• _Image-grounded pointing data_
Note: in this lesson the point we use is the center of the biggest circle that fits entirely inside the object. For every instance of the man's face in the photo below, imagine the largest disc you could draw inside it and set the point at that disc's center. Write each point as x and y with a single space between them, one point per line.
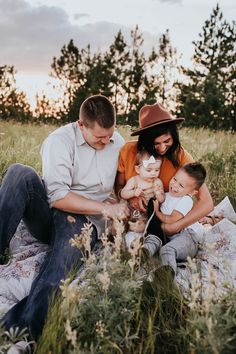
97 137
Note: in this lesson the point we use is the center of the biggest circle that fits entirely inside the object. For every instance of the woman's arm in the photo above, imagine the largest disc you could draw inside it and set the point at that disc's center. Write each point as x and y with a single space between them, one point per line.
129 191
203 206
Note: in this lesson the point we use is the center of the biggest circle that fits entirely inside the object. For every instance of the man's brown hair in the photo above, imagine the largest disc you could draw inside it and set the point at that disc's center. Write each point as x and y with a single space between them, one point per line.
98 109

• _Work instructions_
Leave the pictures out and output the rest of the data word for word.

• _Solution below_
Note: in this lesson the point we use is the center of the biggest circle that fits entirely inside the object. For every instance of the man's face in the photo below, imagine the largest disc you could draw inside it and set the point at that disc's center. Write each point as x and y with a single space between them, one point per line.
97 137
Note: in this lesson the point we use is the center of the biggest circle that fits entirely inside the object. For every instance of the woman's arm in the photo above, imagine the largest disc you could draw inside it and set the point at that disc's center. Write each point as x and y with a single space between them, one point per line.
129 191
203 206
Note: in this lesson the point we use is the center of the biggest circle that fits entirely inside the object. For every instance of the man's brown hair in the photo above, imagine the largest disc you could draw inside it and set the point at that disc's center. Write each point as x and y with a single space between them, one point per line.
98 109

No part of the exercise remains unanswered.